-- Task --
Copy each of the records below word for word, keeping every line as it appears.

-- Records for this exercise --
** Begin **

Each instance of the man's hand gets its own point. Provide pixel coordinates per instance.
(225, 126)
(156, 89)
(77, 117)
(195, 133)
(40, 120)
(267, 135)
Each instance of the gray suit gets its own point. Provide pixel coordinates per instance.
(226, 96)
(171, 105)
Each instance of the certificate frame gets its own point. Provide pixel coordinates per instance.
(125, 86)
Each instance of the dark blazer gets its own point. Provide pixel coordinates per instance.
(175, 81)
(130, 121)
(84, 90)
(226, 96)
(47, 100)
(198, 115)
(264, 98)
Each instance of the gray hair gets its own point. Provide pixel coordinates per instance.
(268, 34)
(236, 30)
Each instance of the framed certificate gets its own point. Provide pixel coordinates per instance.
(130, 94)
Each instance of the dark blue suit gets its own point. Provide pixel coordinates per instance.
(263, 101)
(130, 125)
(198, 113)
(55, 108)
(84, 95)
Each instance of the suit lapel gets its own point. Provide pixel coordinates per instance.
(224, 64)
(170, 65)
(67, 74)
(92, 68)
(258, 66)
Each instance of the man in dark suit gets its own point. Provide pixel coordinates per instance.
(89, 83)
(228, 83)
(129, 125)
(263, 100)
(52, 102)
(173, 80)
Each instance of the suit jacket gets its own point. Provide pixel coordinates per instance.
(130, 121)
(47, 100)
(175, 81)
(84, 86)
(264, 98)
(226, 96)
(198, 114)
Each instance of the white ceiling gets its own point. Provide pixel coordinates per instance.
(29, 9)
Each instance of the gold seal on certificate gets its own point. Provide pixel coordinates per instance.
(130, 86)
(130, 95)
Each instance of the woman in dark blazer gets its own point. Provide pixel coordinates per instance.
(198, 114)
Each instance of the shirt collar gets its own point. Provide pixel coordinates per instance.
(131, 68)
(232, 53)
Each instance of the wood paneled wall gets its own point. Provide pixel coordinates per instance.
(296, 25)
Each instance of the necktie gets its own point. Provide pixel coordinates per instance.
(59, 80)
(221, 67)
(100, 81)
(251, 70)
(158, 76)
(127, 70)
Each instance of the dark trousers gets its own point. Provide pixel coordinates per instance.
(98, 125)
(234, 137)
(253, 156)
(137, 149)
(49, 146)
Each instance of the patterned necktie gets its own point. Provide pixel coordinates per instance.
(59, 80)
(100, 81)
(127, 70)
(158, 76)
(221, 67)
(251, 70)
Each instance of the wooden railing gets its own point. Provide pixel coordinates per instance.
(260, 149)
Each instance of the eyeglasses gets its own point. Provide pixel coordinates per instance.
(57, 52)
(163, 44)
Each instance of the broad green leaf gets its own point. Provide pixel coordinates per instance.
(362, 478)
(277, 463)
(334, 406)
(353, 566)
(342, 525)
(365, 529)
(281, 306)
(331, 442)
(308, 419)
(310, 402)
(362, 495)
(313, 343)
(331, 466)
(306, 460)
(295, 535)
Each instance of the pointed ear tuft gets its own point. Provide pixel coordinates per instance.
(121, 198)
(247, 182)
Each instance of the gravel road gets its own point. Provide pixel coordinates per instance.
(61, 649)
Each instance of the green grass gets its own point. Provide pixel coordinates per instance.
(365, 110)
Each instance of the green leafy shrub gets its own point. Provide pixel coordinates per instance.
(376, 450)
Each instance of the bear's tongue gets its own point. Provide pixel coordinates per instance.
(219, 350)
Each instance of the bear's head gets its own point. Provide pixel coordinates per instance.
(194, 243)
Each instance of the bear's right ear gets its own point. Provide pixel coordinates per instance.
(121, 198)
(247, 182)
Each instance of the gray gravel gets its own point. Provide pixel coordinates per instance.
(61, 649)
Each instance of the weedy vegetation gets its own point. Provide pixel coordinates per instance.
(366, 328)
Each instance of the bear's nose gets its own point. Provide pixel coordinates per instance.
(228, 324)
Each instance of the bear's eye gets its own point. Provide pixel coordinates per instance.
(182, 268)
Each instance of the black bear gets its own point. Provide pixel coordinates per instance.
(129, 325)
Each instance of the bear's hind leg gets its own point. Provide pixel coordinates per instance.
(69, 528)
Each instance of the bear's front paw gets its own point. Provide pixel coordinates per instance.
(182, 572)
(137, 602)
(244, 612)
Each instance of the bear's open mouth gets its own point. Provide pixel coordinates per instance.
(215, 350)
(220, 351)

** End **

-- The solution --
Each instance of the man's hand gets its own point. Provide pixel coordinates per instance.
(225, 126)
(156, 89)
(77, 117)
(195, 133)
(40, 120)
(267, 135)
Each instance of the gray suit gets its own point. Provide pixel coordinates per instance.
(226, 96)
(171, 105)
Each instance of the certificate frame gets its own point. Provide pixel coordinates per instance.
(125, 86)
Each instance of the dark blazer gets its own point. Provide pixel coordinates per instance.
(175, 81)
(130, 121)
(84, 90)
(226, 96)
(47, 100)
(198, 115)
(264, 98)
Each instance of the gray hair gets its own point. Provide pixel coordinates per instance.
(268, 34)
(236, 30)
Each instance of the framed certificate gets its own point. Provide pixel coordinates per instance.
(130, 94)
Each instance of the dark blue suit gets its own point. Provide pixel coordinates per instance.
(263, 101)
(130, 125)
(198, 113)
(55, 108)
(84, 95)
Each instance of the suit lapel gets its own point. Provide pixel coordinates per instance.
(224, 64)
(170, 65)
(67, 74)
(92, 68)
(258, 66)
Each instance of the man in dark suit gets its own point. Provide pixel coordinates per instance.
(89, 83)
(228, 83)
(129, 125)
(263, 100)
(52, 102)
(173, 80)
Each instance of the suit jacket gets its own point. Provide pixel coordinates per instance.
(130, 121)
(47, 100)
(175, 81)
(84, 86)
(264, 98)
(226, 96)
(198, 114)
Each instance of the white ceiling gets its own point. Provide pixel coordinates per instance.
(29, 9)
Each instance of the gold seal on certificate gets its own point. Provide pixel coordinates per instance.
(130, 86)
(130, 95)
Each instance of the woman in dark blazer gets its own point. Provide pixel coordinates per instance.
(198, 114)
Each instance of the shirt collar gets its own point. Provide pixel coordinates per instance.
(131, 68)
(232, 53)
Each instance of the wood paneled wall gets its own point. Provide pixel coordinates per instance.
(296, 25)
Each instance of the necktie gets its own point. Provide pixel coordinates per instance.
(59, 80)
(221, 67)
(100, 81)
(251, 70)
(158, 76)
(127, 70)
Each instance of the dark trousers gets its own point. Provide pixel coordinates per instance.
(98, 125)
(234, 137)
(253, 156)
(137, 149)
(49, 146)
Each instance of the patterned necktie gets its own point. Provide pixel coordinates per instance.
(59, 80)
(100, 81)
(127, 70)
(158, 76)
(221, 67)
(251, 70)
Each instance of the wooden railing gets its own point. Provide pixel coordinates per instance.
(260, 149)
Each instance of the eyeglasses gets its own point. Provide pixel coordinates per instance.
(57, 52)
(163, 44)
Each instance of the broad green leaf gets its own point. Provide pixel coordinates per instance.
(362, 478)
(277, 463)
(334, 406)
(353, 566)
(342, 525)
(365, 529)
(281, 306)
(331, 442)
(308, 419)
(310, 402)
(362, 495)
(313, 343)
(331, 466)
(306, 460)
(295, 535)
Each instance of the pointed ear tuft gets its own point. Provide pixel coordinates per instance.
(121, 198)
(247, 182)
Each instance of the gravel road gets its own point. Provide pixel coordinates per instance.
(61, 649)
Each instance of the green grass gets its own point. Provide pixel coordinates per instance.
(365, 110)
Each instance of the green leafy shrub gets its own point. Provide pixel coordinates per instance.
(376, 450)
Each instance of the bear's tongue gets its own point. Provide pixel coordinates per instance.
(219, 350)
Each instance of the bear's head gets its own point. Provide pixel coordinates per instance.
(194, 243)
Each instance of the bear's right ear gets its own point. Provide pixel coordinates per instance.
(121, 198)
(247, 182)
Each instance of the gray gravel gets its own point. Provide pixel coordinates per instance.
(61, 649)
Each instance of the weedy vegetation gets its own point. Provide pixel coordinates per instance.
(366, 328)
Each instance of the bear's nose gets its own point. Provide pixel coordinates per instance.
(228, 324)
Each instance of the bear's eye gets its own point. Provide pixel coordinates per instance.
(182, 268)
Each instance of the black bear gets its own point. Provide pixel coordinates per instance.
(129, 325)
Each instance of the bear's hind leg gets its own point. Provide pixel coordinates per instance.
(69, 528)
Each instance of the bear's front paw gets its own point. Provide pixel coordinates per instance.
(182, 572)
(137, 602)
(244, 612)
Each instance of the bear's open mouth gets its own point. Provide pixel coordinates per instance.
(215, 350)
(220, 351)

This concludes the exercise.